Exercise details
Copy out word for word every line of the listing from the one containing "of the rusty" through the end of the listing, both included.

Provided data
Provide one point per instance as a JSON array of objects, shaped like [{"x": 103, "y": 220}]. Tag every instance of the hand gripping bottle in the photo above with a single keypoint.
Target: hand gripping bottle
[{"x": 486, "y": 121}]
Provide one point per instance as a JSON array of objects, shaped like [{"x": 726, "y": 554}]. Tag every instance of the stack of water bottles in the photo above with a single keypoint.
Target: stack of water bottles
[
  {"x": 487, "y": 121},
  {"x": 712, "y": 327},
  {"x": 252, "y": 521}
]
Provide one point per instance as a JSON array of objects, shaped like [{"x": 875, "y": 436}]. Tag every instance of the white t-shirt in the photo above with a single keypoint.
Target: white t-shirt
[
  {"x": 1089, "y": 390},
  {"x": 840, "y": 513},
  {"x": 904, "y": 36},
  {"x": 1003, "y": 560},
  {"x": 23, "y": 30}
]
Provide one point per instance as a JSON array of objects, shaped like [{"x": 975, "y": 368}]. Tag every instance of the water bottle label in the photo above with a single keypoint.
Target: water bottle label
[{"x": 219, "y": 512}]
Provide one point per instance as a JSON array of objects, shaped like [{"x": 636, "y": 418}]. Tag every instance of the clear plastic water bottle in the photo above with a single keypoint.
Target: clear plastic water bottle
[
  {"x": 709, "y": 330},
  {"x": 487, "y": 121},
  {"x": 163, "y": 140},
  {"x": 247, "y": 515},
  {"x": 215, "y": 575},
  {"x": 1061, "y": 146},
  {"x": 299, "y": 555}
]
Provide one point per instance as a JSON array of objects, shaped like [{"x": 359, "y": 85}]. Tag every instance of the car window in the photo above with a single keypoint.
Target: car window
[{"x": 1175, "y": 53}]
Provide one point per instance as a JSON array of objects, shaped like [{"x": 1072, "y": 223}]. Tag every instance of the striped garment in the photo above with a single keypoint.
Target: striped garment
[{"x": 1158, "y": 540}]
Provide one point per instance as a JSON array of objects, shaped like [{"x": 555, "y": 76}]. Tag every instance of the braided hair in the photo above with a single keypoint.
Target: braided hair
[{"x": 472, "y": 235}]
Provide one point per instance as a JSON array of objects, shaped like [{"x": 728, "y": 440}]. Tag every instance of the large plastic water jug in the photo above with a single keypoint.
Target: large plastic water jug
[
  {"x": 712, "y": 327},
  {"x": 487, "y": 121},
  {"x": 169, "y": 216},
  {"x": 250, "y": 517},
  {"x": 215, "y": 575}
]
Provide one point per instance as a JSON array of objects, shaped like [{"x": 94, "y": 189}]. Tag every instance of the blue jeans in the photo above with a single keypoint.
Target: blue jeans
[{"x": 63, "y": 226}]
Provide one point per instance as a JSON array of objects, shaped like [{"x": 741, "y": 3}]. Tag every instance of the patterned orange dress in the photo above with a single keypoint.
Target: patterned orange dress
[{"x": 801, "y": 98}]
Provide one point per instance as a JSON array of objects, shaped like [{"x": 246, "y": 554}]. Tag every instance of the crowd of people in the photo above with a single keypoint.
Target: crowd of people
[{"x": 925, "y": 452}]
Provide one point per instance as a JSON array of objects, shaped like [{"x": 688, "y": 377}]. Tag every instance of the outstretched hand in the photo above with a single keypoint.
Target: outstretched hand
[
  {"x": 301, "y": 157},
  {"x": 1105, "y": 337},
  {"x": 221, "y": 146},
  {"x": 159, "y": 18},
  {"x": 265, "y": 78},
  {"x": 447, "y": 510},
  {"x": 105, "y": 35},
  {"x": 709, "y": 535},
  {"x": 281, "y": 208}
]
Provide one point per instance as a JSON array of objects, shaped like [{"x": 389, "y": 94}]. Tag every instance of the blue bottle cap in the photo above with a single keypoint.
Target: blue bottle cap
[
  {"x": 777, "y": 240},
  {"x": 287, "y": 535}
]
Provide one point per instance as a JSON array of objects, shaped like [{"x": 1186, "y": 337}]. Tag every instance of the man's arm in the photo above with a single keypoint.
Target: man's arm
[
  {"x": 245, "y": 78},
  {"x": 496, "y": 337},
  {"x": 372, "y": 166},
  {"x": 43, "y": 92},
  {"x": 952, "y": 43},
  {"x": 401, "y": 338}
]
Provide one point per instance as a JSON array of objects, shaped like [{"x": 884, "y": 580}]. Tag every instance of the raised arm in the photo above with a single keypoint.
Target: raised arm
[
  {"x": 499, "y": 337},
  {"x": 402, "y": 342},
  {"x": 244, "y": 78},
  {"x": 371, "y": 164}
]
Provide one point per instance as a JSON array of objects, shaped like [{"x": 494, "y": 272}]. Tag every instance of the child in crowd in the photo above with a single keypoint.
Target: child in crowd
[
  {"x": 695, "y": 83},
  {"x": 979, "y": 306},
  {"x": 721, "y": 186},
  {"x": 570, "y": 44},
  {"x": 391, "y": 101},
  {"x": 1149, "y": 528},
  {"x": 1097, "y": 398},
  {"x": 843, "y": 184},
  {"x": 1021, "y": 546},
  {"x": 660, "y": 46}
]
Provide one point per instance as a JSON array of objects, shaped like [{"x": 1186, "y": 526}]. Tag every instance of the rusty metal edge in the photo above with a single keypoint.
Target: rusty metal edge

Completed task
Provide one point per instance as a JSON array of objects, shaped like [{"x": 1186, "y": 526}]. Tag every instance of the rusty metal edge in the photo above with a single keypoint.
Target: rusty metal edge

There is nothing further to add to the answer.